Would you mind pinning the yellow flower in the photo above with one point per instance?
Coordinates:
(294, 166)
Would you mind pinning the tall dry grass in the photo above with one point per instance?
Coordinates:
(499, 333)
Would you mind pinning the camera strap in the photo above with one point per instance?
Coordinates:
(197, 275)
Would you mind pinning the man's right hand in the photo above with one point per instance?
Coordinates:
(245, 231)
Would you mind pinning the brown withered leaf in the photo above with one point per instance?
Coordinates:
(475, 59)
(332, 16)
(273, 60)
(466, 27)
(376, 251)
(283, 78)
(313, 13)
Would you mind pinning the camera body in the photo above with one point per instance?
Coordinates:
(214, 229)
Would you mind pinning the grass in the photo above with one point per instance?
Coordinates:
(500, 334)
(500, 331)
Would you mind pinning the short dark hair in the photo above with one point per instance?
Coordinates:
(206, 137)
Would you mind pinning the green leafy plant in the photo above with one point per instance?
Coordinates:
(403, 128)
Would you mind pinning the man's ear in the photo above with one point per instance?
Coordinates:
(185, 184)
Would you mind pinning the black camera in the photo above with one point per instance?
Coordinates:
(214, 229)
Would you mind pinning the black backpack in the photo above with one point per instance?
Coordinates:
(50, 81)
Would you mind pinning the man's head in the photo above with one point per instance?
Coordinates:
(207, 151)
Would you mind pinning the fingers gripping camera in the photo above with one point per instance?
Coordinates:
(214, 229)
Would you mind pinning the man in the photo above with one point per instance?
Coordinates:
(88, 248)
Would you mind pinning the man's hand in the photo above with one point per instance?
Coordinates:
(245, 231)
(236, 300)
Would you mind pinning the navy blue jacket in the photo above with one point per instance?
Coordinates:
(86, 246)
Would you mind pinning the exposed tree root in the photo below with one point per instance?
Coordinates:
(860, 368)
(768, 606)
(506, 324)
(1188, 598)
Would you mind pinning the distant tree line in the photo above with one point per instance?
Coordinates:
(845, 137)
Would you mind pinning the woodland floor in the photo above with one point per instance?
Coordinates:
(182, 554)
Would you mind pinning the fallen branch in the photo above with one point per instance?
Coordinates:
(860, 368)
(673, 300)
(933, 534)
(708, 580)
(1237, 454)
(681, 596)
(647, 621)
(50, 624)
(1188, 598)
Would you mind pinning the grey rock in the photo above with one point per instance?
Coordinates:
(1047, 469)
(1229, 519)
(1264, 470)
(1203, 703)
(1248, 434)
- - -
# WHAT YOU WILL DO
Starting with the line that contains "Would you mind pinning the fallen" and going on through the end of the data, write those lines out again, requests included. Scale every coordinate in the answers by 1.15 and round each result to a whole number, with halves going up.

# THE RESPONSE
Would you mind pinning the fallen branch in the photo above with one point per instance?
Coordinates:
(989, 423)
(774, 345)
(1073, 614)
(814, 667)
(1423, 522)
(783, 685)
(744, 714)
(58, 718)
(1366, 688)
Would you mind pinning the grey rock in the photo above with one point per instance?
Coordinates:
(1204, 539)
(1413, 597)
(1454, 541)
(1383, 808)
(1435, 499)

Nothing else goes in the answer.